→ **WRITTEN INSTRUCTION**
The records below are to be repeated in full, exactly as they are.

→ **EXERCISE INPUT**

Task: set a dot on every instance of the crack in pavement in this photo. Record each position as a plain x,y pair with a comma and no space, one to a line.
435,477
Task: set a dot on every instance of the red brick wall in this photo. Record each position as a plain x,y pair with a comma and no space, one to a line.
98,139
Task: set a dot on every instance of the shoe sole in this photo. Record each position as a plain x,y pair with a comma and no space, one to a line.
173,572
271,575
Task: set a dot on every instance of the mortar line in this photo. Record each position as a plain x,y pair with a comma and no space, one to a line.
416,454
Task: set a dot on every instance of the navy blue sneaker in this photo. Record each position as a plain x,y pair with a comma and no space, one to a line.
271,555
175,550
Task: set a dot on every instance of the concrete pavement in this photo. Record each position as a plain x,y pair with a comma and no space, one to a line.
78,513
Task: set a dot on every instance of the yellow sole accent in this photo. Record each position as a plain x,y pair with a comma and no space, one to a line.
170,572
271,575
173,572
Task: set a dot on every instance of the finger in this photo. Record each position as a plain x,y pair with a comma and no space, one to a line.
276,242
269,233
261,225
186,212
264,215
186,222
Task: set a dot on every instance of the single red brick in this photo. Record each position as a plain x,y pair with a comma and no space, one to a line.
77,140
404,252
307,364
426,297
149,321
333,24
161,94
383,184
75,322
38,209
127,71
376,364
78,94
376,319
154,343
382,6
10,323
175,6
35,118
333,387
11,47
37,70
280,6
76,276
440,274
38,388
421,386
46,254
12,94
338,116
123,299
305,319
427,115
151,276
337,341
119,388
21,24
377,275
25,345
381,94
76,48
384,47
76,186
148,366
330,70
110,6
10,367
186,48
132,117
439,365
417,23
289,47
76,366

→ **RESULT FOR THIS EXERCISE**
Task: set a dot on every instance of the crack in pavement in this photo. Record each position as a plain x,y pair with a comma and no space, one to a line.
435,477
Task: set a dot on every instance of the red brick wall in this photo. Record each position as a plain x,y pair with a comma and no space, one to a line.
98,139
Task: set a dot on every instance of the shoe sole in this photo. Record each position as a plain x,y pair with a comma and no space, one to a line.
173,572
271,575
Task: set a dot on every instance of the mortar line in this photo. Record each position as a plain x,y pair with a comma and no space, one to a line.
416,454
Task: set a dot on every instance of the navy blue sneaker in this photo. Record each position as a plain x,y pair with a comma and no space, one to a line.
271,555
175,550
Task: set a dot on every instance of the concrete pavement in this photo. Record each position as a plain x,y pair with a comma and no space, one to a line.
78,513
Task: set a dot on every instance of the yellow sole accent in this photo. Record each position as a plain x,y pair with a comma and no space, one to a line.
170,572
271,575
173,572
Task: set a dot on every instance of the finger in this photo. Record each position as a plain x,y pair with a comma and no space, one to a line.
276,242
269,233
261,225
186,212
264,215
186,222
Task: set a dot on every instance of the single red brick in this photo. Record each position as a plain x,y pair with a comma and no space, one to a line.
77,140
404,252
307,364
426,297
149,321
333,24
161,94
383,184
75,322
38,209
127,71
376,364
78,94
376,319
154,343
382,6
10,323
175,6
35,118
333,387
11,47
37,70
280,6
76,276
440,274
38,388
421,386
46,254
12,94
338,116
123,299
305,319
427,115
151,276
337,341
119,388
21,24
377,275
25,345
381,94
76,48
384,47
76,186
148,366
330,70
110,6
10,367
186,48
132,117
439,365
417,23
289,47
76,366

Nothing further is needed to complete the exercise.